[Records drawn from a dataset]
- - -

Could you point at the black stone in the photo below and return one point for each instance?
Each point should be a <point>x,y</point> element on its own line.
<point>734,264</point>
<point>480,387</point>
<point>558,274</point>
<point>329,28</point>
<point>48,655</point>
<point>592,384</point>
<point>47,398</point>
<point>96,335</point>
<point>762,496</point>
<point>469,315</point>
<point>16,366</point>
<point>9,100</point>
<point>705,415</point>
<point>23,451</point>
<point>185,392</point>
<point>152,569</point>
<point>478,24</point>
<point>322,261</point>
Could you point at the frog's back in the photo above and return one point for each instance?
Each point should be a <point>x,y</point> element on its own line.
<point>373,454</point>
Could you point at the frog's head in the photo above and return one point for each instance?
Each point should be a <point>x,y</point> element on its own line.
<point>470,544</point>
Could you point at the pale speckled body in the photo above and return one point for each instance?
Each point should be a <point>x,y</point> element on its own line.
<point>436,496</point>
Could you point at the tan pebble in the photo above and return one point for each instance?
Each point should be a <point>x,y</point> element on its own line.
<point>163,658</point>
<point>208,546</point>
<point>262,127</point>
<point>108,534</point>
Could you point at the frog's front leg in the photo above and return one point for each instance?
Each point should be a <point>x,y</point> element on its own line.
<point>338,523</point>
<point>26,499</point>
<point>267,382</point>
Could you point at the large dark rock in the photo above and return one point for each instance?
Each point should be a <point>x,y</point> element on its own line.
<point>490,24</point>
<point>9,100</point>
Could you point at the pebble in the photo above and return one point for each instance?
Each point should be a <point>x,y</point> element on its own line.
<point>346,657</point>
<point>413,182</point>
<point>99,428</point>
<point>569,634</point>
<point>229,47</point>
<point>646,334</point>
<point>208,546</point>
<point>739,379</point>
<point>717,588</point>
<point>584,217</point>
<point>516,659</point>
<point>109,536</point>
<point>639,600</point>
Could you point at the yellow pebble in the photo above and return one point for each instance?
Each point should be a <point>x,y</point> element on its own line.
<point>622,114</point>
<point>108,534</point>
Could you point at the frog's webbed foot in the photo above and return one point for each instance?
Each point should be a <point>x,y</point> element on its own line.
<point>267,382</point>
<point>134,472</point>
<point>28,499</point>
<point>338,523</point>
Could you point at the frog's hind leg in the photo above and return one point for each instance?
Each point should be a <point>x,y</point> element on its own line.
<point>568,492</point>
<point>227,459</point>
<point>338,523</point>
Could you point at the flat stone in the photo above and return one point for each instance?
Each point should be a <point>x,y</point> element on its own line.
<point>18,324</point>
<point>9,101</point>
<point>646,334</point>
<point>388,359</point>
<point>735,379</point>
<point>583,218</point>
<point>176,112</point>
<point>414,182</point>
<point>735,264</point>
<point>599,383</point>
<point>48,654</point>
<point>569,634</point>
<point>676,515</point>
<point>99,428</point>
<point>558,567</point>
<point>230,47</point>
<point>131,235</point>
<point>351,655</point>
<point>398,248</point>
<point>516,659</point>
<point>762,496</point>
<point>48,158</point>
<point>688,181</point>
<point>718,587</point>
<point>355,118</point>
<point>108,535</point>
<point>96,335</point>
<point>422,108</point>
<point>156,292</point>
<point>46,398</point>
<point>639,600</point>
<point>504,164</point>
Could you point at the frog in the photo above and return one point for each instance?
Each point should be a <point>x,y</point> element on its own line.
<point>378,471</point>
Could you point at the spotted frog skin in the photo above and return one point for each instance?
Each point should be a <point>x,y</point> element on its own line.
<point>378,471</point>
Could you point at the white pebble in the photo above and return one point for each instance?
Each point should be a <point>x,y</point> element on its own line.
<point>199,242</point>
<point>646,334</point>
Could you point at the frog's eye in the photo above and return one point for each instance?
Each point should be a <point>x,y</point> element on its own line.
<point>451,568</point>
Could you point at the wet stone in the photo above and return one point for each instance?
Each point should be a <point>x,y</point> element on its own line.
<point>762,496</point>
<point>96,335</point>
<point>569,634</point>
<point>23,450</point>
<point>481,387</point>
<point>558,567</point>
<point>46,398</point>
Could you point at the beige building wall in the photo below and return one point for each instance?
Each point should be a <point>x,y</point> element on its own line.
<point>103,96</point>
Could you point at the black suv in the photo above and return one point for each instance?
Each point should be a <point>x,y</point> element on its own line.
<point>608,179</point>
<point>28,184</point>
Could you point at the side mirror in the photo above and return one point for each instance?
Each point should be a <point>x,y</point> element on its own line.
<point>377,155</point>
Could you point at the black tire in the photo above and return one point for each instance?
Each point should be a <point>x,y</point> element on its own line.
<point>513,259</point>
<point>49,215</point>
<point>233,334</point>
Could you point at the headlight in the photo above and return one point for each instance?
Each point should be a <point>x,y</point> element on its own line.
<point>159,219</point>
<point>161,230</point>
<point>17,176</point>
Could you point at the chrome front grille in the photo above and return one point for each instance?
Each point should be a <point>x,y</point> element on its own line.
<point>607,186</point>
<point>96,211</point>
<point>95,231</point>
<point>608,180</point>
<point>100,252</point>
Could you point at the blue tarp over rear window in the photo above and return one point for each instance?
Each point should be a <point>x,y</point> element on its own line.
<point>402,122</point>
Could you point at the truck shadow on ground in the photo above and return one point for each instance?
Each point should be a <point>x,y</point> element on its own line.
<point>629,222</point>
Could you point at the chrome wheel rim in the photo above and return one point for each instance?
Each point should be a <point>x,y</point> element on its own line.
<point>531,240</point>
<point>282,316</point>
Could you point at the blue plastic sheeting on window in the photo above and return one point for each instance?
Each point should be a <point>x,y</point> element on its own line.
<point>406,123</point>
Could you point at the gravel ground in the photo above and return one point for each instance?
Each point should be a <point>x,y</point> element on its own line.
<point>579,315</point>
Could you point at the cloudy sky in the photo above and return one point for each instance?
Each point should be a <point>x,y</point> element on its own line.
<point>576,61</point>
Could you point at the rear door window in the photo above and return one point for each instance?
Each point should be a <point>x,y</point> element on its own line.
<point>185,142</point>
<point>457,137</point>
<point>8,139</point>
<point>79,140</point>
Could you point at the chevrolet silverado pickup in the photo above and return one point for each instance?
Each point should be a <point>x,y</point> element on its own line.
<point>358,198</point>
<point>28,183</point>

- - -

# What to produce
Every one of the entries must be printed exactly.

# Answer section
Could you point at the black stone in the photo below and return one point for each instance?
Each point should be a <point>x,y</point> element on its own line.
<point>734,264</point>
<point>480,387</point>
<point>558,274</point>
<point>329,28</point>
<point>48,655</point>
<point>592,384</point>
<point>47,398</point>
<point>96,335</point>
<point>762,496</point>
<point>469,315</point>
<point>16,366</point>
<point>9,100</point>
<point>705,415</point>
<point>23,451</point>
<point>185,392</point>
<point>152,569</point>
<point>478,24</point>
<point>322,261</point>
Could you point at the frog's back in the photo above and return one point for each instance?
Each point should be a <point>x,y</point> element on its own line.
<point>373,454</point>
Could you point at the frog's head in the photo above and return one point for each instance?
Each point should be a <point>x,y</point> element on its own line.
<point>470,544</point>
Could you point at the pale speckled body in the photo above and return one point for each instance?
Each point should be a <point>x,y</point> element on its own line.
<point>436,496</point>
Could you point at the tan pebble in the photo above and return one point for each instance?
Each point should be a <point>x,y</point> element on its own line.
<point>163,658</point>
<point>208,546</point>
<point>262,127</point>
<point>108,534</point>
Could you point at the frog's front leg in the photo above and return one point for each instance?
Each point should be a <point>x,y</point> element on its own line.
<point>338,523</point>
<point>26,499</point>
<point>267,382</point>
Could you point at the large dark rock in the photo above and return one point for each instance?
Each point should be a <point>x,y</point> element on its own line.
<point>490,24</point>
<point>9,100</point>
Could you point at the pebble in the photo above and return one point for each instance?
Each point should be a <point>x,y</point> element on its own line.
<point>346,657</point>
<point>413,182</point>
<point>99,428</point>
<point>569,634</point>
<point>229,47</point>
<point>646,334</point>
<point>208,546</point>
<point>739,379</point>
<point>717,588</point>
<point>584,217</point>
<point>516,659</point>
<point>109,536</point>
<point>639,600</point>
Could you point at the yellow pebble in the photo above and return one point for each instance?
Each point should be a <point>x,y</point> element on its own line.
<point>622,114</point>
<point>108,534</point>
Could you point at the frog's webbed foot in the photo above and return one point for each instance?
Each point should be a <point>x,y</point> element on its own line.
<point>267,382</point>
<point>134,472</point>
<point>28,499</point>
<point>338,523</point>
Could you point at the frog's hind leg in the photo above and return one point for each instance?
Each point should be a <point>x,y</point> element on its own line.
<point>568,492</point>
<point>227,459</point>
<point>338,523</point>
Could you point at the flat stone in the photo above and return one point for each instance?
Each point should be a <point>x,y</point> element on its own line.
<point>18,324</point>
<point>9,101</point>
<point>646,334</point>
<point>388,359</point>
<point>735,379</point>
<point>583,218</point>
<point>176,112</point>
<point>414,182</point>
<point>735,264</point>
<point>599,383</point>
<point>48,654</point>
<point>569,634</point>
<point>676,515</point>
<point>99,428</point>
<point>558,567</point>
<point>230,47</point>
<point>131,235</point>
<point>351,655</point>
<point>398,248</point>
<point>516,659</point>
<point>762,496</point>
<point>48,158</point>
<point>688,181</point>
<point>718,587</point>
<point>355,118</point>
<point>108,535</point>
<point>96,335</point>
<point>422,108</point>
<point>156,292</point>
<point>46,398</point>
<point>639,600</point>
<point>504,164</point>
Could you point at the frog in the photo above and return one point for each instance?
Each point should be a <point>x,y</point> element on its own line.
<point>378,471</point>
Could you point at the spotted frog skin in the photo above and return one point for each instance?
Each point should be a <point>x,y</point> element on its own line.
<point>378,471</point>
Could you point at the white pebble in the photo above and return one point for each instance?
Each point should be a <point>x,y</point> element on its own line.
<point>199,242</point>
<point>646,334</point>
Could you point at the frog's eye in the photo above and return one point for each instance?
Each point should be a <point>x,y</point> element on its own line.
<point>451,568</point>
Could you point at the wet stone in the photo above and return one point for each instance?
Each point should be a <point>x,y</point> element on its own line.
<point>762,496</point>
<point>96,335</point>
<point>569,634</point>
<point>23,450</point>
<point>481,387</point>
<point>558,567</point>
<point>46,398</point>
Could you point at the beige building wall in the photo below and return one point for each instance?
Each point should be a <point>x,y</point> element on its own line.
<point>103,96</point>
Could you point at the black suv in the photo above and return one point for each instance?
Each point should be a <point>x,y</point> element on its own line.
<point>608,179</point>
<point>28,184</point>
Could you point at the side mirror in the photo above and return one point for each instance?
Each point should be a <point>x,y</point> element on its own line.
<point>377,155</point>
Could you point at the black tire in the photo above and return one point for each instance?
Each point should be a <point>x,y</point> element on its own line.
<point>513,259</point>
<point>49,215</point>
<point>233,334</point>
Could you point at the headlight in the photo above and return one point for each instance?
Each point should be a <point>x,y</point> element on its own line.
<point>159,219</point>
<point>161,230</point>
<point>17,176</point>
Could you point at the chrome front grille in the photo above and return one point for each instance?
Each point should be a <point>x,y</point> element on its own line.
<point>607,186</point>
<point>96,211</point>
<point>95,231</point>
<point>608,180</point>
<point>100,252</point>
Could you point at the blue tarp over rear window in the photo above and return one point for each instance?
Each point should be a <point>x,y</point> element on its own line.
<point>402,122</point>
Could you point at the truck shadow on ground in the photo above and return one point for each instance?
Each point should be a <point>x,y</point> element on its own line.
<point>629,222</point>
Could you point at the chrome wheel rim in the photo above and return one point for each instance?
Each point should be a <point>x,y</point> element on its own line.
<point>531,240</point>
<point>282,316</point>
Could you point at the blue plastic sheeting on window in the photo above and return one point for each instance?
Each point should be a <point>x,y</point> element on its own line.
<point>406,123</point>
Could you point at the gravel ground in the photo above and return one point for each instance?
Each point should be a <point>x,y</point> element on its own line.
<point>579,315</point>
Could you point at the cloudy sky in the photo above and return one point for each instance?
Each point should be a <point>x,y</point> element on its own line.
<point>576,61</point>
Could you point at the rear door window in the photo above and return one point for each instance?
Each point should be a <point>x,y</point> element on its own line.
<point>185,142</point>
<point>457,137</point>
<point>8,139</point>
<point>79,140</point>
Could you point at the chevrolet silverado pickup in the photo above and return one point for each instance?
Each point should be a <point>x,y</point> element on its own line.
<point>358,198</point>
<point>28,183</point>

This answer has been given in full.